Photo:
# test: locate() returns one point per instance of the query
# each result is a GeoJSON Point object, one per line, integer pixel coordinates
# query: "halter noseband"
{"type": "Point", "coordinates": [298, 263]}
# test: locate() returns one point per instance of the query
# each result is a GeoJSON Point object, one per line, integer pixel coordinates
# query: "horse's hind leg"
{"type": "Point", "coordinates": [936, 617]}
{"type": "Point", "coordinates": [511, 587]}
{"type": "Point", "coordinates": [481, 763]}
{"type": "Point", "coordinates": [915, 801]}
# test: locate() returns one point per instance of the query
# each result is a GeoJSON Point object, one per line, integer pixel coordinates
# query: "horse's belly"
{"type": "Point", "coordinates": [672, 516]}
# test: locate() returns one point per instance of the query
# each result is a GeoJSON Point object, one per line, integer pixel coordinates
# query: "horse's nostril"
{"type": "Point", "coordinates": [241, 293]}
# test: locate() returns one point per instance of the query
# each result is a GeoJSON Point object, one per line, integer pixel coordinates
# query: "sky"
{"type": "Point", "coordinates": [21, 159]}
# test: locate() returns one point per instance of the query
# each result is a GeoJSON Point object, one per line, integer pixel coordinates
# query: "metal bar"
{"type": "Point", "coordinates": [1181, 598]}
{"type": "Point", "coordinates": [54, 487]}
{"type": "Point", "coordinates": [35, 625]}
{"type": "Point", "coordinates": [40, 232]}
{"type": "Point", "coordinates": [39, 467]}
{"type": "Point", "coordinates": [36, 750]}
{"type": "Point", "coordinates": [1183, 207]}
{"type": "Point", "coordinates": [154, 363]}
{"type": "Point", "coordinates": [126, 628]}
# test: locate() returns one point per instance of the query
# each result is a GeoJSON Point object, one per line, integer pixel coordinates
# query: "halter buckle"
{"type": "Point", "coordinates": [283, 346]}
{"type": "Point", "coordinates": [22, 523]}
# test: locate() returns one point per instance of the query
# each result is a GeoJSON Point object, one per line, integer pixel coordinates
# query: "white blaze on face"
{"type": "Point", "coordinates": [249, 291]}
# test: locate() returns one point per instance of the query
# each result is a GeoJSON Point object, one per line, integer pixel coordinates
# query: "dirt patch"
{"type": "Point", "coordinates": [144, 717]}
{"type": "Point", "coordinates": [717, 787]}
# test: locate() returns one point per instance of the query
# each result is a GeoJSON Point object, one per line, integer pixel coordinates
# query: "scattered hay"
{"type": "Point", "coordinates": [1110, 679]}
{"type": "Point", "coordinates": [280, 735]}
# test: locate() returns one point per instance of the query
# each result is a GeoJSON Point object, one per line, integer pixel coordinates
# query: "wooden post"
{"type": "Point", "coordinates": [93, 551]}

----

What you will do — From the first line to the last, set down every record exactly as written above.

Task output —
Photo:
# test: locate() returns one point per instance of the query
# each result is a GeoJSON Point object, one per line, integer pixel coordinates
# query: "halter noseband"
{"type": "Point", "coordinates": [298, 263]}
# test: locate() returns one point per instance of the query
# each result is a GeoJSON Point object, one per line, integer pixel coordinates
# query: "horse's hind leg"
{"type": "Point", "coordinates": [936, 617]}
{"type": "Point", "coordinates": [511, 587]}
{"type": "Point", "coordinates": [481, 763]}
{"type": "Point", "coordinates": [915, 801]}
# test: locate() returns one point per instance of the query
# each result is a GeoJSON Point object, one per line, integer pixel coordinates
# query: "horse's belly"
{"type": "Point", "coordinates": [672, 516]}
# test: locate() returns one point per instance of the query
# each result is a GeoJSON Point object, one per line, integer pixel coordinates
# query: "horse's nostril"
{"type": "Point", "coordinates": [241, 293]}
# test: locate() returns one point per instance of the query
# each result is a GeoJSON Point object, one per line, integer pixel coordinates
# query: "sky"
{"type": "Point", "coordinates": [21, 159]}
# test: locate() returns one point per instance of the query
# each result is a GeoJSON Point object, one per line, integer pixel coordinates
# query: "metal bar"
{"type": "Point", "coordinates": [1181, 598]}
{"type": "Point", "coordinates": [54, 487]}
{"type": "Point", "coordinates": [35, 625]}
{"type": "Point", "coordinates": [40, 232]}
{"type": "Point", "coordinates": [39, 467]}
{"type": "Point", "coordinates": [36, 750]}
{"type": "Point", "coordinates": [1183, 207]}
{"type": "Point", "coordinates": [154, 363]}
{"type": "Point", "coordinates": [126, 628]}
# test: locate() returns one point per instance of the query
# each result is a GeoJSON Point object, one per line, integer pixel coordinates
# query: "halter buckle"
{"type": "Point", "coordinates": [283, 346]}
{"type": "Point", "coordinates": [22, 523]}
# test: locate() returns one point per instance of the query
# each result is a GeoJSON Point object, one per line, integer pixel coordinates
# query: "white blaze on face"
{"type": "Point", "coordinates": [249, 291]}
# test: locate() returns one point per instance of the query
# each result is a GeoJSON Point object, one per line, integer pixel coordinates
# query: "dirt patch"
{"type": "Point", "coordinates": [144, 717]}
{"type": "Point", "coordinates": [717, 787]}
# test: locate() returns one point per instance of the query
# each result is a GeoJSON Point object, one per line, integer pixel coordinates
# query: "scattered hay"
{"type": "Point", "coordinates": [1110, 679]}
{"type": "Point", "coordinates": [280, 735]}
# test: locate() returns one point per instance of the query
# each result is a GeoJSON Point object, one per line, integer pixel coordinates
# query: "wooden post"
{"type": "Point", "coordinates": [93, 551]}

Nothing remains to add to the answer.